**Exercício breve 1**
Transcreva, do excerto sobre a recusa do arguido em prestar autógrafos, tudo desde "De tudo isso" até "declarações por escrito.".

##############################

De tudo isso decorre a ilegitimidade da ordem dada pelo MP ao arguido para prestar autógrafos.
Acresce que, o argumento invocado pelo tribunal da 1ª instância, de que a atitude do arguido (de recusar intervir na recolha de autógrafos) constituía o exercício do direito de não prestar declarações por via escrita (socorrendo-se do decidido no cit. Ac. do TRL de 30/1/90), não equivale a “desvirtuar” o direito que lhe é conferido, nos termos do art. 61 nº 1-c) do CPP, de “não prestar declarações”, como sustenta o recorrente.
O “direito de não prestar declarações” envolve qualquer tipo de linguagem (seja por via oral, por gestos ou por escrito) ou forma de comunicar: basta pensar no caso do arguido que é mudo, mas sabe escrever, que nos termos do art. 93 nº 1-b) do CPP, preste declarações por escrito.
Ou seja, se nos termos do art. 93 do CPP, as declarações podem ser prestados, v.g. por escrito (já para não falar do recurso a intérprete idóneo), então é lógico que o direito de não prestar declarações, especificamente consagrado no art. 61 nº 1-c) do CPP, abranja qualquer forma de comunicação (seja via oral, por gestos ou através de escrita ou mesmo de forma directa ou indirecta).
E, assim sendo, não faz sentido querer utilizar a escrita como meio de obter prova que eventualmente (através de perícia) viesse a incriminar o arguido e ao mesmo tempo querer punir o arguido que recusa a prestação de autógrafos.
Percebe-se, por isso, a equiparação efectuada entre a recusa a prestar autógrafos e o exercício do direito de não prestar declarações, quer por via oral, quer por escrito, de forma directa ou indirecta.

##############################

**Exercício breve 2**
Disponha numa tabela Markdown, com as colunas Nº e Linha, as linhas dos registos desde a que contém "Where can you spot the red painted" até ao fim dos registos, ambas incluídas. Omita as linhas em branco e deixe as imagens de fora.

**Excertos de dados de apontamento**
##############################

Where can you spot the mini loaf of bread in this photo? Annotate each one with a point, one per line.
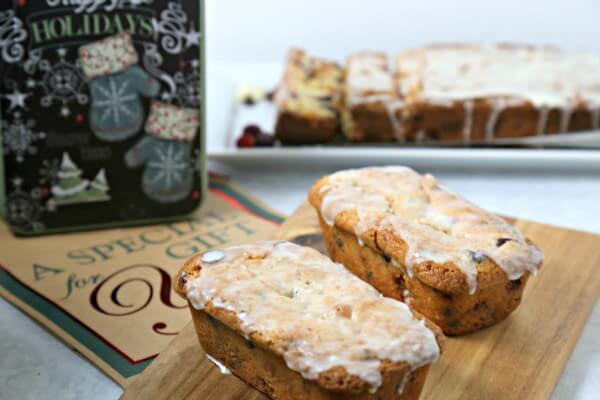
(295, 325)
(413, 240)
(372, 106)
(308, 100)
(481, 93)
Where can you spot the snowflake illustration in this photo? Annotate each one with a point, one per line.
(172, 166)
(187, 91)
(115, 101)
(19, 137)
(49, 172)
(62, 82)
(23, 209)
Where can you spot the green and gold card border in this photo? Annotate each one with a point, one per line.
(83, 338)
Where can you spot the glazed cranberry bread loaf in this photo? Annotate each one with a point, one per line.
(308, 100)
(371, 100)
(480, 93)
(413, 240)
(295, 325)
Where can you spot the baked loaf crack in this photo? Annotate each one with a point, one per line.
(414, 240)
(296, 325)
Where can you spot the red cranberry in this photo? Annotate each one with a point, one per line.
(253, 130)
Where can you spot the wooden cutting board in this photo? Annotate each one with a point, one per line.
(519, 358)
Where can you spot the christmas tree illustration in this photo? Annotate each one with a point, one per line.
(71, 188)
(98, 189)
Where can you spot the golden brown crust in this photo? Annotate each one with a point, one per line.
(444, 277)
(294, 129)
(269, 373)
(335, 380)
(454, 313)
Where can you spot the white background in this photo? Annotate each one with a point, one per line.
(263, 30)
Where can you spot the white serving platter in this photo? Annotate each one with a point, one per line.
(579, 151)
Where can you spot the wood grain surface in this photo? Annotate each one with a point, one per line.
(519, 358)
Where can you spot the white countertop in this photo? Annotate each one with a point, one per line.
(34, 364)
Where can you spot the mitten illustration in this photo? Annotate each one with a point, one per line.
(116, 84)
(166, 153)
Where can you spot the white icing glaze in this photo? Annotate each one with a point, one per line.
(543, 120)
(212, 256)
(468, 124)
(224, 370)
(542, 76)
(317, 314)
(436, 225)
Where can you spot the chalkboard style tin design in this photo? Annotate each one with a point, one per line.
(102, 112)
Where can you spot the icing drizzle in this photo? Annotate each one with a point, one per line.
(436, 225)
(545, 77)
(317, 314)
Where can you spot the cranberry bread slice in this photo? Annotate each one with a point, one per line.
(295, 325)
(308, 100)
(413, 240)
(468, 93)
(372, 108)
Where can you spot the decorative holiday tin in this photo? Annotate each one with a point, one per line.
(102, 112)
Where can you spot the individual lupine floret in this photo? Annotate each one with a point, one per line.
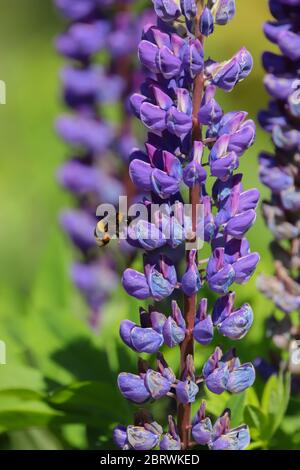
(145, 435)
(219, 436)
(231, 323)
(186, 388)
(148, 384)
(158, 281)
(160, 172)
(170, 440)
(224, 372)
(155, 330)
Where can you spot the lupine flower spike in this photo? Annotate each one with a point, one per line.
(279, 170)
(190, 138)
(91, 173)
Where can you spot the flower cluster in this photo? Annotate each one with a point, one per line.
(280, 171)
(177, 104)
(93, 173)
(147, 434)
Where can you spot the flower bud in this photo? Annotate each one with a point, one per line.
(206, 25)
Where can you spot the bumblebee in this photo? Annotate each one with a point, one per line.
(102, 235)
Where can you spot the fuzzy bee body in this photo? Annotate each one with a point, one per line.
(102, 235)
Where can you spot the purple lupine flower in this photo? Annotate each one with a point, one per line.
(279, 170)
(170, 440)
(155, 330)
(148, 384)
(144, 435)
(219, 436)
(189, 139)
(89, 174)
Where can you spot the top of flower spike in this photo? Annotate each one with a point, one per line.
(222, 11)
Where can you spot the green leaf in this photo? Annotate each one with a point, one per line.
(21, 409)
(236, 404)
(97, 404)
(256, 420)
(275, 400)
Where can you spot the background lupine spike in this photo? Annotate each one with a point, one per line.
(178, 93)
(279, 171)
(92, 174)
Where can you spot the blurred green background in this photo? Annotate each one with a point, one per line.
(58, 377)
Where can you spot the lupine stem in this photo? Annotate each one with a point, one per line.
(190, 302)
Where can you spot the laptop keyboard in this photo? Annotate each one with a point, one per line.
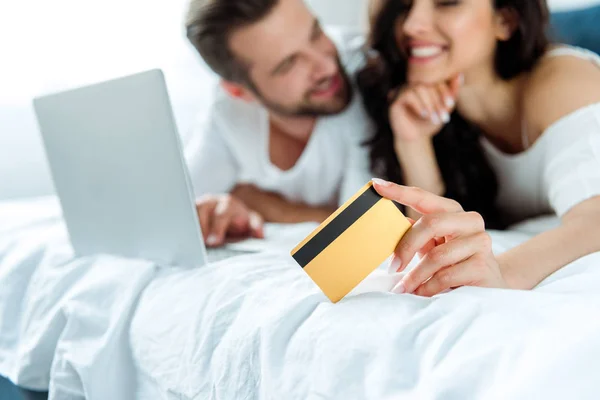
(223, 253)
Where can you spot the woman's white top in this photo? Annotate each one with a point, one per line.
(560, 169)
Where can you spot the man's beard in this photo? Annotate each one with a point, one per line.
(306, 109)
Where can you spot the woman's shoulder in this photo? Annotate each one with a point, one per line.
(564, 81)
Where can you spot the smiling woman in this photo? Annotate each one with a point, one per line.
(522, 141)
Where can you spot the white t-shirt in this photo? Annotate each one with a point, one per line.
(561, 168)
(231, 146)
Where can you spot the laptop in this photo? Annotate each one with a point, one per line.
(118, 168)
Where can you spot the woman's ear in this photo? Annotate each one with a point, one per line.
(507, 22)
(237, 91)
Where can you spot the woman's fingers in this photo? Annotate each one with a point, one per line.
(418, 199)
(414, 103)
(429, 227)
(455, 84)
(446, 255)
(478, 270)
(447, 97)
(428, 100)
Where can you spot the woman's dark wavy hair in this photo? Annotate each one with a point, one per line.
(468, 177)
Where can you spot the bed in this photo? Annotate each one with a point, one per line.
(256, 327)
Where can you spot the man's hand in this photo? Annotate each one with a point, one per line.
(275, 208)
(223, 216)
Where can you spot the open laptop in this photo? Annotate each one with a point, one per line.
(118, 168)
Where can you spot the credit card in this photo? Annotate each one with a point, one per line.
(355, 240)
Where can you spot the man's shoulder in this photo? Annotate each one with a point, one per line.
(351, 45)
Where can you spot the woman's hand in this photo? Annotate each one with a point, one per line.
(454, 247)
(419, 112)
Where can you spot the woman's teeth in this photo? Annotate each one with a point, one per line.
(425, 51)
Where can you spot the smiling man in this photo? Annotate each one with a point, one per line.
(281, 142)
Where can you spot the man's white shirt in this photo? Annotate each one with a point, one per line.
(231, 146)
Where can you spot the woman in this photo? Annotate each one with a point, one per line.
(472, 103)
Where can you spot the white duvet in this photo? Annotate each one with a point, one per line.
(256, 327)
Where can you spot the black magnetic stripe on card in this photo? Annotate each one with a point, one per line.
(337, 226)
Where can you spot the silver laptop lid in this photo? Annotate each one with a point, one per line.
(118, 168)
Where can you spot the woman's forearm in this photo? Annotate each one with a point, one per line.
(526, 266)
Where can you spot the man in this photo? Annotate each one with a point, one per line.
(282, 141)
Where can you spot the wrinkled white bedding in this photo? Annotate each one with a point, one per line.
(256, 327)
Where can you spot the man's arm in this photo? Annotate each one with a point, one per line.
(274, 208)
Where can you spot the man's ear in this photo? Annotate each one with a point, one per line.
(237, 91)
(507, 22)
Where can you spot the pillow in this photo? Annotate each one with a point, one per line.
(577, 27)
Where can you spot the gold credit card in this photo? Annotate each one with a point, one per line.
(352, 242)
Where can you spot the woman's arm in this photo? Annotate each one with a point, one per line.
(560, 86)
(524, 267)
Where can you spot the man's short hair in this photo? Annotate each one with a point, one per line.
(210, 24)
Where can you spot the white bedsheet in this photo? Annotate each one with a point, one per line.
(256, 327)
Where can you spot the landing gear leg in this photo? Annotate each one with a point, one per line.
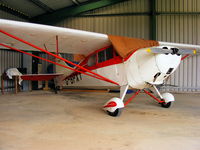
(115, 105)
(166, 98)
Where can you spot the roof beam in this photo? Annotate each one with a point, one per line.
(60, 14)
(76, 2)
(13, 11)
(42, 5)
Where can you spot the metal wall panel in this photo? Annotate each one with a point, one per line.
(5, 15)
(181, 28)
(9, 59)
(172, 28)
(132, 26)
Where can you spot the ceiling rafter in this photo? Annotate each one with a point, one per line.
(42, 5)
(51, 18)
(14, 11)
(76, 2)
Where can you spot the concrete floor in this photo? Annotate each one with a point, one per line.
(75, 121)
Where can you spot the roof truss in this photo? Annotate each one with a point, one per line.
(51, 18)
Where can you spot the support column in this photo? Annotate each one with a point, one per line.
(153, 14)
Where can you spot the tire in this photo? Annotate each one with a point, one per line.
(116, 113)
(166, 105)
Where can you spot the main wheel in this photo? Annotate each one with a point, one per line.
(166, 105)
(116, 113)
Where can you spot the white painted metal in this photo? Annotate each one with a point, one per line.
(118, 101)
(168, 97)
(70, 40)
(123, 90)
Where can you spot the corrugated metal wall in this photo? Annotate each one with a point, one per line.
(173, 28)
(9, 59)
(125, 25)
(182, 28)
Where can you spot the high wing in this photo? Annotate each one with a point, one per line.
(70, 40)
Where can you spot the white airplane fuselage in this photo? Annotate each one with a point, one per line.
(138, 71)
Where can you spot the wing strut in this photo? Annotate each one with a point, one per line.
(45, 51)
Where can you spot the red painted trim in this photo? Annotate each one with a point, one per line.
(111, 104)
(131, 98)
(125, 59)
(185, 56)
(160, 101)
(39, 77)
(80, 67)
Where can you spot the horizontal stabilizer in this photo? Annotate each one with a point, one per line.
(172, 51)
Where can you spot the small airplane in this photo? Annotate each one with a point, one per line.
(107, 61)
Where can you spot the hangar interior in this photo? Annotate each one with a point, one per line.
(162, 20)
(75, 120)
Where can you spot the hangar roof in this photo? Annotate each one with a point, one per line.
(44, 11)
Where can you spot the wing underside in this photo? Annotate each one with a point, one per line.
(69, 40)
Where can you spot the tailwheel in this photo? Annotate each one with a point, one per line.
(116, 113)
(166, 105)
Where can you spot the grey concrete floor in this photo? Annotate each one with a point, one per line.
(75, 121)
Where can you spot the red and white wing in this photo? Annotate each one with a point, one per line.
(70, 40)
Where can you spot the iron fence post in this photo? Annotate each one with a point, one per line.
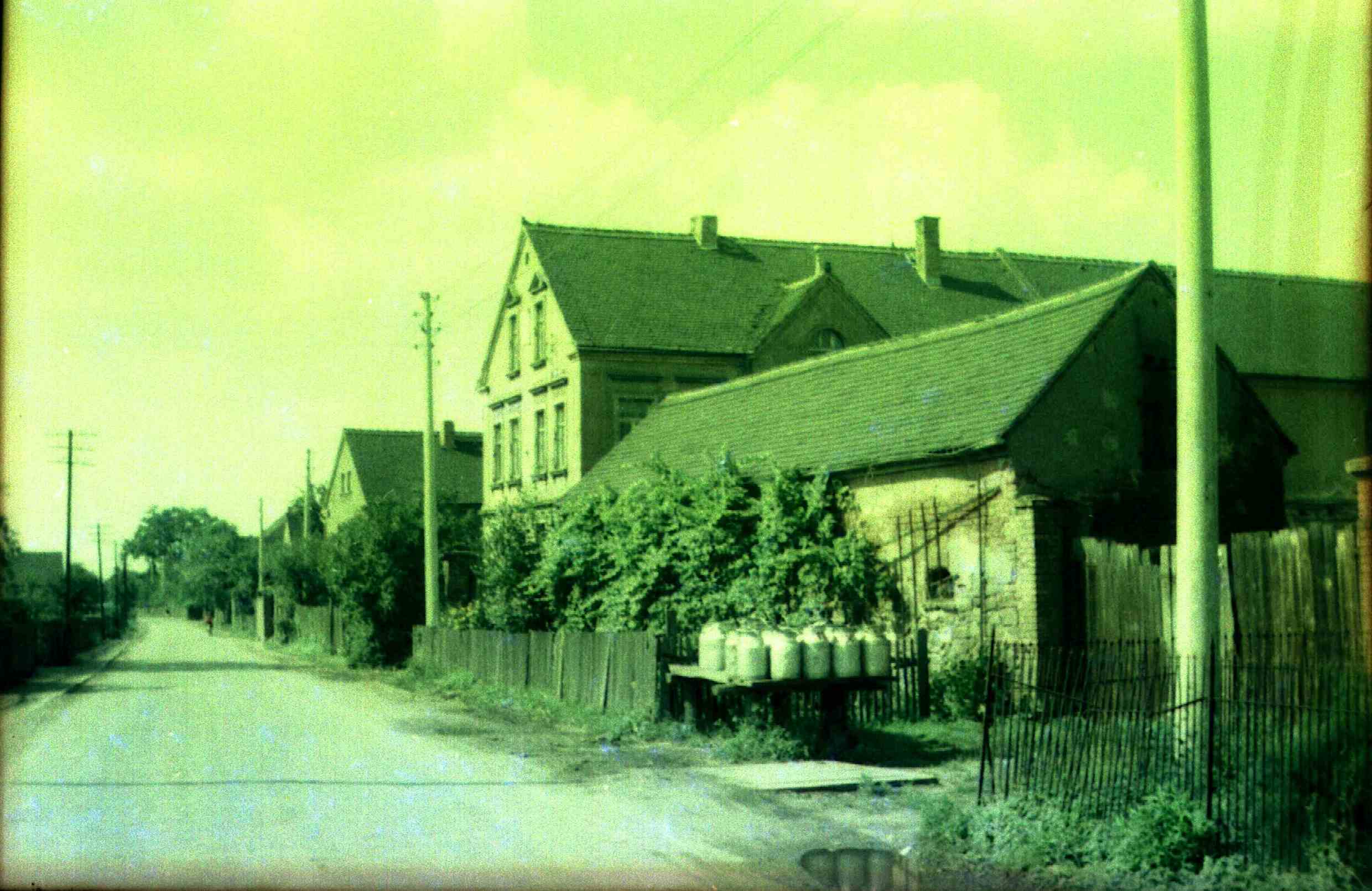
(985, 720)
(1209, 781)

##############################

**Resposta ao exercício 1**
De tudo isso decorre a ilegitimidade da ordem dada pelo MP ao arguido para prestar autógrafos.
Acresce que, o argumento invocado pelo tribunal da 1ª instância, de que a atitude do arguido (de recusar intervir na recolha de autógrafos) constituía o exercício do direito de não prestar declarações por via escrita (socorrendo-se do decidido no cit. Ac. do TRL de 30/1/90), não equivale a “desvirtuar” o direito que lhe é conferido, nos termos do art. 61 nº 1-c) do CPP, de “não prestar declarações”, como sustenta o recorrente.
O “direito de não prestar declarações” envolve qualquer tipo de linguagem (seja por via oral, por gestos ou por escrito) ou forma de comunicar: basta pensar no caso do arguido que é mudo, mas sabe escrever, que nos termos do art. 93 nº 1-b) do CPP, preste declarações por escrito.

**Resposta ao exercício 2**
| Nº | Linha |
|---|---|
| 1 | Where can you spot the red painted trim in this photo? Annotate each one with a point, one per line. |
| 2 | (111, 104) |
| 3 | (131, 98) |
| 4 | (125, 59) |
| 5 | (185, 56) |
| 6 | (160, 101) |
| 7 | (39, 77) |
| 8 | (80, 67) |
| 9 | Where can you spot the horizontal stabilizer in this photo? Annotate each one with a point, one per line. |
| 10 | (172, 51) |
| 11 | Where can you spot the small airplane in this photo? Annotate each one with a point, one per line. |
| 12 | (107, 61) |
| 13 | Where can you spot the hangar interior in this photo? Annotate each one with a point, one per line. |
| 14 | (162, 20) |
| 15 | (75, 120) |
| 16 | Where can you spot the hangar roof in this photo? Annotate each one with a point, one per line. |
| 17 | (44, 11) |
| 18 | Where can you spot the wing underside in this photo? Annotate each one with a point, one per line. |
| 19 | (69, 40) |
| 20 | Where can you spot the tailwheel in this photo? Annotate each one with a point, one per line. |
| 21 | (116, 113) |
| 22 | (166, 105) |
| 23 | Where can you spot the grey concrete floor in this photo? Annotate each one with a point, one per line. |
| 24 | (75, 121) |
| 25 | Where can you spot the red and white wing in this photo? Annotate each one with a point, one per line. |
| 26 | (70, 40) |
| 27 | Where can you spot the iron fence post in this photo? Annotate each one with a point, one per line. |
| 28 | (985, 720) |
| 29 | (1209, 781) |